- 本文
################

研究課題
若手研究(B)
本研究は、脳梗塞患者の抗血栓療法を中心とした服薬アドヒアランスを向上させるための看護支援について探究することを目的としている。今年度は、看護支援に必要な具体的要素を確定するために、以下の調査を行った。関東にある病院2施設の神経内科外来において、脳血管疾患患者を対象としてフォーマルインタビューを実施した。インタビューでは、半構成的質問紙に基づき、服薬アドヒアランスを規制する因子を詳細に尋ねた。インタビューの内容は、ICレコーダーに記録された。これらに加え、フィールドノートには、インタビューにおける対象の様子や反応を記載し、また診療録からは対象の背景、生理学的検査データ、入院中の経過などの情報を収集した。収集されたデータはEthnography Content Analysisの手法を用いて分析され、脳血管疾患患者集団における服薬管理に関する行動傾向や、これに係る詳細な要因、ならびに服薬管理に関するニーズについて分析された。調査対象は延べ23名、平均年齢は69.1歳であった。面接の平均時間は62分であり、また、2名については、面接では十分に思いが述べられなかったと、A4用紙7〜8頁ほどの手紙を書かれた。アドヒアランスに影響するおもな要素は、「脳梗塞発症とこれに伴う体験」「一日のライフスタイルの構築」「社会的支援の状況」「将来への見通し」などであった。在宅療養する患者に対する継続的で包括的なケアの提供、並びにモニタリング成果の教育などについて、効率的に看護支援を提供する方策を検討していく。

################

- 提示項目
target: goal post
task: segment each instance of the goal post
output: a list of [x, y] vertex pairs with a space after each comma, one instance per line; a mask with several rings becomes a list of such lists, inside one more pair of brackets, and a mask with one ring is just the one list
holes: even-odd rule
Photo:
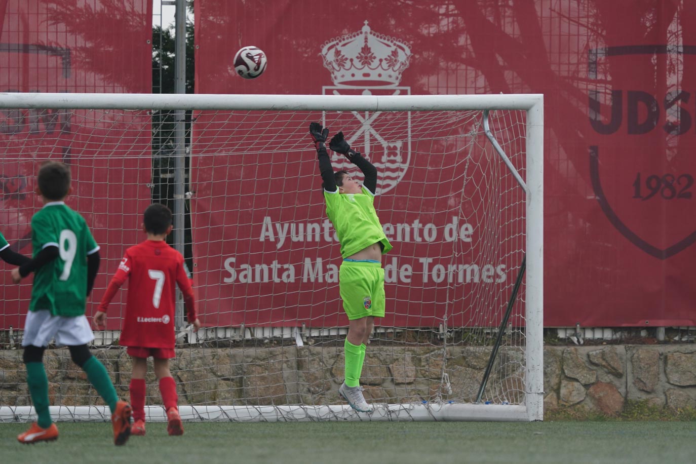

################

- 求められること
本文を一字も変えずに全文繰り返すこと。 項目はこの作業には関係しない。

- 解答
研究課題
若手研究(B)
本研究は、脳梗塞患者の抗血栓療法を中心とした服薬アドヒアランスを向上させるための看護支援について探究することを目的としている。今年度は、看護支援に必要な具体的要素を確定するために、以下の調査を行った。関東にある病院2施設の神経内科外来において、脳血管疾患患者を対象としてフォーマルインタビューを実施した。インタビューでは、半構成的質問紙に基づき、服薬アドヒアランスを規制する因子を詳細に尋ねた。インタビューの内容は、ICレコーダーに記録された。これらに加え、フィールドノートには、インタビューにおける対象の様子や反応を記載し、また診療録からは対象の背景、生理学的検査データ、入院中の経過などの情報を収集した。収集されたデータはEthnography Content Analysisの手法を用いて分析され、脳血管疾患患者集団における服薬管理に関する行動傾向や、これに係る詳細な要因、ならびに服薬管理に関するニーズについて分析された。調査対象は延べ23名、平均年齢は69.1歳であった。面接の平均時間は62分であり、また、2名については、面接では十分に思いが述べられなかったと、A4用紙7〜8頁ほどの手紙を書かれた。アドヒアランスに影響するおもな要素は、「脳梗塞発症とこれに伴う体験」「一日のライフスタイルの構築」「社会的支援の状況」「将来への見通し」などであった。在宅療養する患者に対する継続的で包括的なケアの提供、並びにモニタリング成果の教育などについて、効率的に看護支援を提供する方策を検討していく。